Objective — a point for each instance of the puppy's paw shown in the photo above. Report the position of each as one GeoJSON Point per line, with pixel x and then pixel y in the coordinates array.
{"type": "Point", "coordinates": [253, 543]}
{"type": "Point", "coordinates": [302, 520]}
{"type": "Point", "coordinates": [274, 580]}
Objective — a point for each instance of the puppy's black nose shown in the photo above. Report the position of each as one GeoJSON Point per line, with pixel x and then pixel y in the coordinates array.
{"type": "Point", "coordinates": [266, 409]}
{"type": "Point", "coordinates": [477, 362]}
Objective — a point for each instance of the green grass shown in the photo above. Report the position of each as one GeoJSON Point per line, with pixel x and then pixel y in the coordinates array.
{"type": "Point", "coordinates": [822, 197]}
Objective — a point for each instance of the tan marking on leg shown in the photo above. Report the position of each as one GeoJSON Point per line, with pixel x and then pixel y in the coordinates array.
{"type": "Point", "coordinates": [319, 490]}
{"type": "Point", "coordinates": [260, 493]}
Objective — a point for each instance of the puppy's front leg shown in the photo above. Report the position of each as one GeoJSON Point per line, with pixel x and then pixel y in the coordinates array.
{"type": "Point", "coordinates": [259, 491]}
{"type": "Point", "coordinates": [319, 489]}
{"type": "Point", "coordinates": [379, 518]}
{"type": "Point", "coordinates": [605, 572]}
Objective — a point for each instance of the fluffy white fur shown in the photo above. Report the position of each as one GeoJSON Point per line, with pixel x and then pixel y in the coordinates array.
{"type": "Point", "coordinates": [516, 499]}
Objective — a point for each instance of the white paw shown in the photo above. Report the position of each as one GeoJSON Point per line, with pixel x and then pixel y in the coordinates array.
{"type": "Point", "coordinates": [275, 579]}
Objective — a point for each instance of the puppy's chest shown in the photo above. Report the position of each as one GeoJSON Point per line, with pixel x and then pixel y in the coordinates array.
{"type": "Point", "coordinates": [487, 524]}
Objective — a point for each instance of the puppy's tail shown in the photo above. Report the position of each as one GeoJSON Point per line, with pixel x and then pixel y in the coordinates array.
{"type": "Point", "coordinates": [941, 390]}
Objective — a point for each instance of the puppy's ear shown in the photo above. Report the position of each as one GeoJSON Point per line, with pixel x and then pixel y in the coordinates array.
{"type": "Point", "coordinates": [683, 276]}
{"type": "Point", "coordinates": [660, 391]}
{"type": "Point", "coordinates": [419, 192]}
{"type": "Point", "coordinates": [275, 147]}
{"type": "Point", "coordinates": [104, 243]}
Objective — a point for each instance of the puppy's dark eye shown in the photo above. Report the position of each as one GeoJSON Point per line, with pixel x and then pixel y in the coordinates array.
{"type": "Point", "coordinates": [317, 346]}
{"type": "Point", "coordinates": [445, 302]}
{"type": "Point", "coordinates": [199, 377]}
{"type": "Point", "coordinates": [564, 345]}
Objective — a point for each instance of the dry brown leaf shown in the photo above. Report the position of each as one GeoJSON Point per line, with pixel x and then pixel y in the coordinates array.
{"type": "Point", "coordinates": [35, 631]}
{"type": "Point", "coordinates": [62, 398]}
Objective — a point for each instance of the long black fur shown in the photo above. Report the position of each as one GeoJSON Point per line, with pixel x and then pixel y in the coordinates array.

···

| PROBLEM REQUIREMENTS |
Extract the full set of entries word for word.

| PROBLEM SOLUTION |
Objective — a point for each instance of the puppy's paw shown in the photo above. Report the position of each as one GeoJSON Point per line, with pixel x and then pixel y in the coordinates array.
{"type": "Point", "coordinates": [253, 543]}
{"type": "Point", "coordinates": [302, 520]}
{"type": "Point", "coordinates": [274, 580]}
Objective — a point for each instance of the puppy's black nose shown in the photo above. Report the position of each as one GeoJSON Point per line, with pixel x and then pixel y in the coordinates array.
{"type": "Point", "coordinates": [266, 409]}
{"type": "Point", "coordinates": [477, 362]}
Objective — a point for each instance of the green grass shown in the photo above. Report the position of each as one GeoJSON Point per line, with pixel x and then pixel y in the coordinates array.
{"type": "Point", "coordinates": [822, 197]}
Objective — a point for each instance of the tan marking on leg shown in the photo above. Report the position of each as one GeoJSON Point per line, with pixel x and then pixel y in the coordinates array.
{"type": "Point", "coordinates": [319, 490]}
{"type": "Point", "coordinates": [260, 493]}
Objective — a point for each instance of the puppy's front leg shown in the photo above. Report the position of each as one GeoJSON Point per line, with pixel x and then pixel y in the coordinates array.
{"type": "Point", "coordinates": [259, 491]}
{"type": "Point", "coordinates": [319, 489]}
{"type": "Point", "coordinates": [379, 518]}
{"type": "Point", "coordinates": [605, 572]}
Objective — a point for each instance of the fluffy white fur shown in the photo above. Report the position of each as one GeoJSON Point per line, with pixel x and then pixel y in the coordinates array.
{"type": "Point", "coordinates": [516, 499]}
Objective — a point for each instance of the white paw shown in the photo above. Report the position of each as one GeoJSON Point per line, with pixel x and then pixel y in the coordinates array.
{"type": "Point", "coordinates": [275, 579]}
Objective — a point for each instance of the puppy's chest shown in the photo above. Report the position of each as one GeoJSON Point per line, with pixel x and then pixel y in the coordinates array.
{"type": "Point", "coordinates": [487, 524]}
Objective — a point for each instance of the puppy's tail shown in the photo above. Report the position of each as one GeoJSON Point per line, with pixel x and then pixel y in the coordinates array.
{"type": "Point", "coordinates": [941, 390]}
Objective — a point for each instance of the puppy's ear shown in the photo above. Report the position of each as one GeoJSON Point per line, with pixel x and then pixel y in the coordinates array.
{"type": "Point", "coordinates": [683, 276]}
{"type": "Point", "coordinates": [660, 391]}
{"type": "Point", "coordinates": [419, 192]}
{"type": "Point", "coordinates": [275, 147]}
{"type": "Point", "coordinates": [104, 243]}
Objective — a point for each instance of the puppy's dark eye shown in the photo above. Report the position of each as one GeoJSON Point per line, with pixel x and then pixel y in the coordinates array.
{"type": "Point", "coordinates": [317, 346]}
{"type": "Point", "coordinates": [445, 302]}
{"type": "Point", "coordinates": [199, 377]}
{"type": "Point", "coordinates": [564, 345]}
Objective — a point for each instance of the dry brown leaf shown in the photo above. Report the position of each as one GeoJSON Point per line, with pixel x and then pixel y in the coordinates array.
{"type": "Point", "coordinates": [35, 631]}
{"type": "Point", "coordinates": [62, 398]}
Objective — a point for each instance of the long black fur shown in the photo above. Report the position of each as one GeoJSON Point per line, with pixel x and then pixel y in the coordinates array.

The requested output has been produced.